EXERCISE AIM:
Emit only the lines from the line containing "Category: hardwood floor" through the last line of the entries, unchanged.

[[ DATASET open ]]

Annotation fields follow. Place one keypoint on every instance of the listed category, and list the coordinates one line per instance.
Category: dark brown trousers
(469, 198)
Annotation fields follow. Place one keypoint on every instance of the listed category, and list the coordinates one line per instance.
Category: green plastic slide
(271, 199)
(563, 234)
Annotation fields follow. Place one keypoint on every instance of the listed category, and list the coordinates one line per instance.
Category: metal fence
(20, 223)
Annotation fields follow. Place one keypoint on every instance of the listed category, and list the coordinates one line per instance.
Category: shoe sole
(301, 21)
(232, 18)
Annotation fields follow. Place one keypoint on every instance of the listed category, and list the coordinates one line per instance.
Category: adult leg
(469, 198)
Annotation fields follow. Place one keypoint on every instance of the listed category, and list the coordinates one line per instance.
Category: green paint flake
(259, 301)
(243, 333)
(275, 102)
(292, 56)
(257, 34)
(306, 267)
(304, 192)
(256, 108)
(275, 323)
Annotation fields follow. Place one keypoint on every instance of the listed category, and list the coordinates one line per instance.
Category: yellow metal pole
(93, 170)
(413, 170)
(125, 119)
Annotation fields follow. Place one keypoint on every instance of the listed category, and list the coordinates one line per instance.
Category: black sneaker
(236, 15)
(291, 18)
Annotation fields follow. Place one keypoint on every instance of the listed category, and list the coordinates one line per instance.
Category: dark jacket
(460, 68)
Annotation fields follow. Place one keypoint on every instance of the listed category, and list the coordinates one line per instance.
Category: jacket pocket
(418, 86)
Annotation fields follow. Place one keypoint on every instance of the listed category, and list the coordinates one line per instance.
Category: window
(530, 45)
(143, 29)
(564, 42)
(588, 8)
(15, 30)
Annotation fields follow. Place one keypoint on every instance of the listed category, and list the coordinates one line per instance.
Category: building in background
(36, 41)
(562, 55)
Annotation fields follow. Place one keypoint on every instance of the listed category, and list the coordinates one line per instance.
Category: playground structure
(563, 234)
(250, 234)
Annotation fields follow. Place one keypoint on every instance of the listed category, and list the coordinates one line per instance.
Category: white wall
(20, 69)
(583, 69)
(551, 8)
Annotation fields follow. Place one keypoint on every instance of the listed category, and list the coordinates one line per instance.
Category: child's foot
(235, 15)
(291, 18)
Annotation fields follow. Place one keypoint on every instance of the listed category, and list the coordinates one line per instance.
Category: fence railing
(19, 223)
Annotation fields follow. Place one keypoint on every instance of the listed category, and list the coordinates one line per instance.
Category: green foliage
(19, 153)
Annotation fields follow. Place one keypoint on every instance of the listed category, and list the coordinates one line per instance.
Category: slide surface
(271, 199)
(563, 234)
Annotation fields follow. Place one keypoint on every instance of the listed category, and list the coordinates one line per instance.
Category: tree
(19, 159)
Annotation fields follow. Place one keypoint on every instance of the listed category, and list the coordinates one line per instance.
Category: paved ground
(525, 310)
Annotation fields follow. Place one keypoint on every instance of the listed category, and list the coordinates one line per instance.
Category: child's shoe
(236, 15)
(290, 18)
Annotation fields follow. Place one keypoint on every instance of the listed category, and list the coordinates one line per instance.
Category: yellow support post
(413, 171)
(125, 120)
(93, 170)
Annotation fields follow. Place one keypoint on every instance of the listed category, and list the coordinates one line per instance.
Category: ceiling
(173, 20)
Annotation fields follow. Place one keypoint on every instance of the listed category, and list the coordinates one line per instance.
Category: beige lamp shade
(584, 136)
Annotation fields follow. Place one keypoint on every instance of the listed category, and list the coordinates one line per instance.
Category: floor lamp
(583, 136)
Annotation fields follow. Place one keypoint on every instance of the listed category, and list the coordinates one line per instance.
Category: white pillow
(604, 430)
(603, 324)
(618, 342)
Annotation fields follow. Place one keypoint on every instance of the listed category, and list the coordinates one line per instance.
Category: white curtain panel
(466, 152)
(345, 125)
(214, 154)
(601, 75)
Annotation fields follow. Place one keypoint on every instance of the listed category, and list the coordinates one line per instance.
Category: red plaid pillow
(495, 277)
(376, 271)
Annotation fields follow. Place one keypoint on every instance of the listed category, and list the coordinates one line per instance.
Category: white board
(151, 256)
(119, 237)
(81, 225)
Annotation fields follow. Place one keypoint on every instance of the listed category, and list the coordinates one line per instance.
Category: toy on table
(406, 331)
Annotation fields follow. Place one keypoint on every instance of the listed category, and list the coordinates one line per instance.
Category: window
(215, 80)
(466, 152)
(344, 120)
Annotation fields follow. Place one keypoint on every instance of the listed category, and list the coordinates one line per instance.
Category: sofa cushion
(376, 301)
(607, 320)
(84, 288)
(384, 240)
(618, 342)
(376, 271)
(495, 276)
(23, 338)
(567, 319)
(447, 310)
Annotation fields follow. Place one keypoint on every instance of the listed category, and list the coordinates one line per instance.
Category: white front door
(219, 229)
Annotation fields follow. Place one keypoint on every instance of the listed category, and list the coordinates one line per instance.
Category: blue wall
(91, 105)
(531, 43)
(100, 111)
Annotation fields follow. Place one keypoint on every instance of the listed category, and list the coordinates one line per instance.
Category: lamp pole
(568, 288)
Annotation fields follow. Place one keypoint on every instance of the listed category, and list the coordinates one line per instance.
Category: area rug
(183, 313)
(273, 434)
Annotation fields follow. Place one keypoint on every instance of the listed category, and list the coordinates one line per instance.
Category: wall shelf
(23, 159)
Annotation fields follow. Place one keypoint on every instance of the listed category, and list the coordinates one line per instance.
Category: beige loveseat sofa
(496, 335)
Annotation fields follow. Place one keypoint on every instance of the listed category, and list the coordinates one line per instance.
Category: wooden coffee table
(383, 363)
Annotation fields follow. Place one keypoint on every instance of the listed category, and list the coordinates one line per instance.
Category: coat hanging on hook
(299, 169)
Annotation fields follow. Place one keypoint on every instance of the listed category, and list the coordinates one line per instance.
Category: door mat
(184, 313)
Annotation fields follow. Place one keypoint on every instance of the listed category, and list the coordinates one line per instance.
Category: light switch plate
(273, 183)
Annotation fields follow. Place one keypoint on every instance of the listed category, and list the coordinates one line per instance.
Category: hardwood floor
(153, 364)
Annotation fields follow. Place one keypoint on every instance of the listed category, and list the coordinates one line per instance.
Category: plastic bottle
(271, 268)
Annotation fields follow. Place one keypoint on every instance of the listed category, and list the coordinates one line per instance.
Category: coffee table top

[[ DATASET closed ]]

EXERCISE RESULT:
Category: hardwood floor
(153, 364)
Annotation fields follow. Place one keypoint on every instance of the listed category, and list the coordinates one line per instance.
Category: plastic bottle
(271, 268)
Annotation fields follow. Place one keypoint on every instance of the listed category, and list the coordinates one line per instance.
Category: coffee table top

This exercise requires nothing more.